● **WHAT TO DO**:
Set down a faithful copy of every record below, with no images.

[Start of section]

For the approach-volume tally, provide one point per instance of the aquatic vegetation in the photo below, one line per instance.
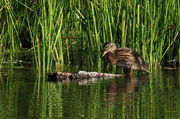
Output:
(73, 31)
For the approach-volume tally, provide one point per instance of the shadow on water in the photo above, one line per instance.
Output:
(24, 94)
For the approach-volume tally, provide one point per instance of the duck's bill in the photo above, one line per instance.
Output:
(103, 53)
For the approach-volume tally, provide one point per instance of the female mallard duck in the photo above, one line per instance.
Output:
(124, 57)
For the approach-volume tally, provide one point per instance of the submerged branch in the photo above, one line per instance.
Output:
(81, 75)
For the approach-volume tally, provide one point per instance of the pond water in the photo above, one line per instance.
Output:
(24, 95)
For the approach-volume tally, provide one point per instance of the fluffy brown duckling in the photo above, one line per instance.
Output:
(124, 57)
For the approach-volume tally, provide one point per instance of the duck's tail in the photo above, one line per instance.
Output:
(145, 70)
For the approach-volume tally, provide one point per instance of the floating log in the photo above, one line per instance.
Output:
(60, 76)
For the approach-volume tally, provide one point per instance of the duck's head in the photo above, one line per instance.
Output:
(108, 47)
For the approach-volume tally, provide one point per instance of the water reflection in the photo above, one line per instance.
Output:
(24, 94)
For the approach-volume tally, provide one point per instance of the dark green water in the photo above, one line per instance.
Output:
(23, 95)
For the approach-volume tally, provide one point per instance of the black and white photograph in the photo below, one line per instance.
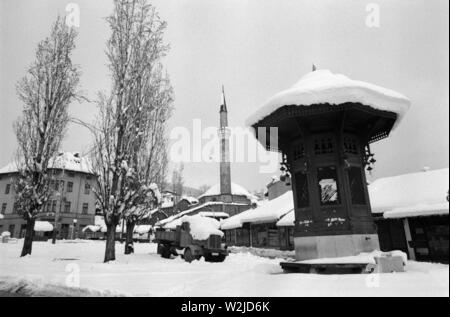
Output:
(224, 154)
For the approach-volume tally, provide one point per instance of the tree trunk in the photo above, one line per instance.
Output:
(129, 247)
(110, 251)
(29, 234)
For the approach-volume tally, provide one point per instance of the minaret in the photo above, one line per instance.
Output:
(225, 173)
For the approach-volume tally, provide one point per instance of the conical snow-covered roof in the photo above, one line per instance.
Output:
(324, 87)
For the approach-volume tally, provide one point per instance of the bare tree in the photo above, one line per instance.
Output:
(150, 163)
(134, 51)
(177, 179)
(46, 91)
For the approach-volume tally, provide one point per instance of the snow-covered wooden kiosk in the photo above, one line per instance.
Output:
(326, 123)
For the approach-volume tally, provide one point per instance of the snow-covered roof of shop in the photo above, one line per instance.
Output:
(236, 189)
(43, 226)
(233, 222)
(191, 200)
(142, 229)
(271, 211)
(202, 227)
(167, 204)
(214, 214)
(65, 160)
(322, 86)
(164, 222)
(415, 194)
(287, 220)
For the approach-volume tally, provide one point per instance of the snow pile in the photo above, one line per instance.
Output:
(43, 226)
(322, 86)
(418, 210)
(408, 195)
(287, 220)
(202, 227)
(363, 258)
(214, 214)
(154, 188)
(236, 190)
(265, 253)
(39, 288)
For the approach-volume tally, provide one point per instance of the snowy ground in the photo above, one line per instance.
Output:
(53, 270)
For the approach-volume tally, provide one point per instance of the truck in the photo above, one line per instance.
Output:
(180, 242)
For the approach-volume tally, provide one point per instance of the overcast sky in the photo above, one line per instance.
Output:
(256, 48)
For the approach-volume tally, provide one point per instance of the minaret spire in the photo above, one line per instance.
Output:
(225, 170)
(223, 106)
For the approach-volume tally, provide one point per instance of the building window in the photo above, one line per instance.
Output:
(85, 208)
(69, 187)
(328, 186)
(11, 230)
(323, 146)
(54, 184)
(301, 188)
(67, 207)
(87, 189)
(356, 186)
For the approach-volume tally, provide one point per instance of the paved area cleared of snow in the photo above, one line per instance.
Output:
(76, 268)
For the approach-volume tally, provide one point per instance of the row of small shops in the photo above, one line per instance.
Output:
(410, 211)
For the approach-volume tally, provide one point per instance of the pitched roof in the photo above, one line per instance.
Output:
(322, 86)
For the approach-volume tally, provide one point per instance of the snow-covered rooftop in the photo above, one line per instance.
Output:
(322, 86)
(271, 211)
(43, 226)
(65, 160)
(415, 194)
(191, 200)
(236, 189)
(169, 223)
(202, 227)
(287, 220)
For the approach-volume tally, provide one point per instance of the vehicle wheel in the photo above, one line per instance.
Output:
(189, 256)
(220, 258)
(165, 251)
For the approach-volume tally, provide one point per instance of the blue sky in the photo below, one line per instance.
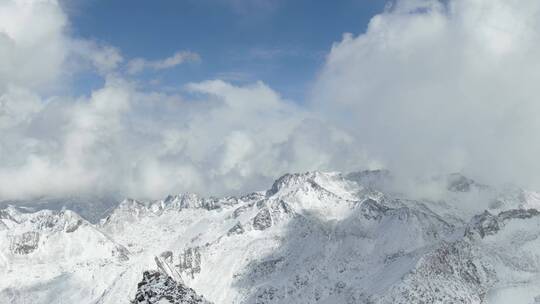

[End of section]

● **RESPONSE TO THE TASK**:
For the approach-volume tally, provide one point per instance of the aquatic vegetation in the photo below, one line per instance.
Output:
(73, 31)
For the approach-volume tally, provide one point per instance of the shadow on water in the photo above, one line per instance.
Output:
(24, 94)
For the approach-volume tally, provide one point per instance of the duck's bill in the photo above, one line per instance.
Output:
(103, 53)
For the approach-volume tally, provide one point per instance of the female mallard duck in the photo above, one line per instance.
Output:
(124, 57)
For the approach-volume tally, provide one point per instance of the submerged branch in the photo above, one line per instance.
Output:
(81, 75)
For the approach-volume tally, provide one point per instance of the pond water in the photo above, one line per instance.
Output:
(24, 95)
For the approach-volume tally, provide one point per instance of the fluffy brown duckling in the photo above, one line per instance.
Output:
(124, 57)
For the approach-volume tally, provide one point per instance of the duck's tail in the photo above, one line per instance.
Output:
(145, 70)
For the approach-volume tally, provide one point per instance of the floating log in the photo above, one line per instance.
Output:
(60, 76)
For the approach-volume tally, provide one point per instance of the duck's head in the photo above, one line per instance.
Output:
(108, 47)
For the approach-volume tally, provide one point per instance of the water reflection in the photo above, one line per instance.
Output:
(24, 94)
For the approach-volume tally, provide one point per instance of the dark green water in the photo above, one line per instance.
Output:
(23, 95)
For the approach-volume tally, provide one point per instance of the black and white photograph in the photo below, one line per instance.
Output:
(224, 154)
For the approach-volume tally, provide one point per instance of the tree trunk in the photo above, one line per instance.
Output:
(129, 247)
(110, 251)
(29, 234)
For the approach-volume tally, provide one point per instance of the minaret in the photo above, one line per instance.
Output:
(225, 173)
For the approach-volume tally, provide one point per instance of the conical snow-covered roof in the photo above, one line per instance.
Output:
(324, 87)
For the approach-volume tally, provide one point per instance of the bare tree in the photo above, one line per instance.
Output:
(150, 163)
(134, 51)
(177, 179)
(46, 91)
For the approach-volume tally, provide one point per instance of the snow-covered wooden kiosk in the photo above, one line per instance.
Output:
(326, 123)
For the approach-volume tally, provide one point per instance of the snow-covered roof of shop in the photo above, one line per instance.
Output:
(236, 189)
(43, 226)
(233, 222)
(191, 200)
(142, 229)
(271, 211)
(202, 227)
(167, 204)
(214, 214)
(65, 160)
(322, 86)
(164, 222)
(415, 194)
(287, 220)
For the approach-volume tally, provide one point per instance of the snow pile in the photo above, one line per instance.
Output:
(43, 226)
(322, 86)
(418, 210)
(408, 195)
(287, 220)
(202, 227)
(363, 258)
(214, 214)
(154, 188)
(236, 190)
(265, 253)
(39, 288)
For the approach-volume tally, provide one point per instance of the snowy ground in the photo above, one line per instance.
Output:
(53, 270)
For the approach-volume tally, provide one point per instance of the truck in the photo above, one line per instance.
Output:
(180, 242)
For the approach-volume tally, provide one point per instance of the overcast sky in the photo above, one line per instance.
Output:
(256, 48)
For the approach-volume tally, provide one point per instance of the minaret spire in the photo above, one line per instance.
Output:
(225, 170)
(223, 106)
For the approach-volume tally, provide one point per instance of the building window in the photo above, one line per instance.
Output:
(85, 208)
(69, 187)
(328, 186)
(11, 230)
(323, 146)
(54, 184)
(301, 188)
(67, 207)
(87, 189)
(356, 186)
For the approach-volume tally, provide one point per instance of the paved area cleared of snow in the photo above, one line per instance.
Output:
(76, 268)
For the approach-volume tally, provide one point per instance of the row of small shops in the photo above, one line per instance.
Output:
(410, 211)
For the approach-volume tally, provide one point per instance of the pitched roof in the photo above, one line per instance.
Output:
(322, 86)
For the approach-volume tally, provide one point per instance of the snow-covered rooftop in the photo above, one line per instance.
Output:
(322, 86)
(271, 211)
(43, 226)
(65, 160)
(415, 194)
(191, 200)
(236, 189)
(169, 223)
(202, 227)
(287, 220)
For the approach-volume tally, provide one point per instance of the vehicle wheel in the photo above, one line per instance.
Output:
(189, 256)
(220, 258)
(165, 251)
For the approach-volume tally, provide one point per instance of the blue sky in the photo below, one line per instance.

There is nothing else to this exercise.